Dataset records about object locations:

————

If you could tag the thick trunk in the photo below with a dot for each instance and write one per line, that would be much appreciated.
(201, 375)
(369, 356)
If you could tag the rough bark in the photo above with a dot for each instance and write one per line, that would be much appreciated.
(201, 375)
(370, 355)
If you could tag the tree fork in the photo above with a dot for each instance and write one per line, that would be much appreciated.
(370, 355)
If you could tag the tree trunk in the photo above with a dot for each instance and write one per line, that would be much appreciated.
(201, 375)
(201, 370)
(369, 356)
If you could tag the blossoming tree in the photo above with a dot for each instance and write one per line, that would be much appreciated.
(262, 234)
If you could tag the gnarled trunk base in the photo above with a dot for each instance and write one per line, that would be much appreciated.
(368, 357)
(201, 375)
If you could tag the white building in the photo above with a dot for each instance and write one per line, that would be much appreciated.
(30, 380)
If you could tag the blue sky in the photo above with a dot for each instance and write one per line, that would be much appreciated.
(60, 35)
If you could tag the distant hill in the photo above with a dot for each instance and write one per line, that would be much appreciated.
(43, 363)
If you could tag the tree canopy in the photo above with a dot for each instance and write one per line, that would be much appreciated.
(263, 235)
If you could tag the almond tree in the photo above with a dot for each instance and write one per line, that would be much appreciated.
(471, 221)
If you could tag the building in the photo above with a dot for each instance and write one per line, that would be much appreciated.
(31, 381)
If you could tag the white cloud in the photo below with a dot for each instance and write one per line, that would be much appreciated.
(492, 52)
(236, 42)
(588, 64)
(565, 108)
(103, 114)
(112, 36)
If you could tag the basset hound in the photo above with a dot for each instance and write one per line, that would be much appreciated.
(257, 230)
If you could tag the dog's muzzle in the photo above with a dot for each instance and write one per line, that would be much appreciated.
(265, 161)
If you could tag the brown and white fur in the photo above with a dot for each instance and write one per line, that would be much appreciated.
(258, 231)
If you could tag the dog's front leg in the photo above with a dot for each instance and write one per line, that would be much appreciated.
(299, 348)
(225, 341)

————

DIRECTIONS: Rewrite all of the records above, putting "with a marker" wherever "with a dot" appears and leaving everything else unchanged.

RIGHT ANSWER:
If you could tag the thick trunk in the photo below with a marker for each instance and write one per line, that would be much appreciated.
(201, 375)
(369, 356)
If you could tag the rough bark in the photo above with a marker for each instance and write one per line, that would be much appreciated.
(201, 375)
(370, 355)
If you could tag the tree fork in the photo above with a marker for each instance and write one per line, that would be much appreciated.
(370, 355)
If you could tag the tree trunk in the photo above with a marker for each instance and write one per line, that would be much appreciated.
(201, 375)
(201, 370)
(369, 356)
If you could tag the blossoming tree in the photo above with a marker for each instance and write one per line, that would be much appreciated.
(262, 234)
If you could tag the gnarled trunk base in the photo above with a marker for each instance and write one per line, that would be much appreciated.
(368, 357)
(201, 375)
If you could tag the white building in the photo above with a marker for each instance and write one per line, that would be much appreciated.
(30, 380)
If you could tag the blue sky in the photo above with a marker for each instance and write one per line, that would be much appreciated.
(60, 35)
If you could tag the distant hill in the photo above with a marker for each instance and write one per line, that would be much appreciated.
(43, 363)
If you could tag the tree canopy in the photo above with a marker for each instance and write one per line, that would be much appreciated.
(263, 235)
If you could tag the almond tree in the photo above with a marker for each instance and write one per line, that would be much appreciated.
(471, 221)
If you could tag the building in the photo above with a marker for each instance and write one per line, that would be much appreciated.
(31, 381)
If you could tag the white cloud in the photo below with a marker for each instance and write one per line, that would be much appreciated.
(492, 52)
(236, 42)
(588, 64)
(565, 108)
(103, 114)
(112, 36)
If you could tag the basset hound in the photo above with a marker for each instance and write one per line, that would be much appreciated.
(257, 230)
If you could tag the dog's muzzle in the photo above with a marker for each instance and write one per line, that would be much appreciated.
(265, 161)
If you could tag the brown and white fur in the photo above with a marker for each instance and write one per line, that would be much appreciated.
(258, 231)
If you could tag the dog's front leg in the photo above with a marker for each instance and write one per line, that would be much appreciated.
(299, 348)
(225, 341)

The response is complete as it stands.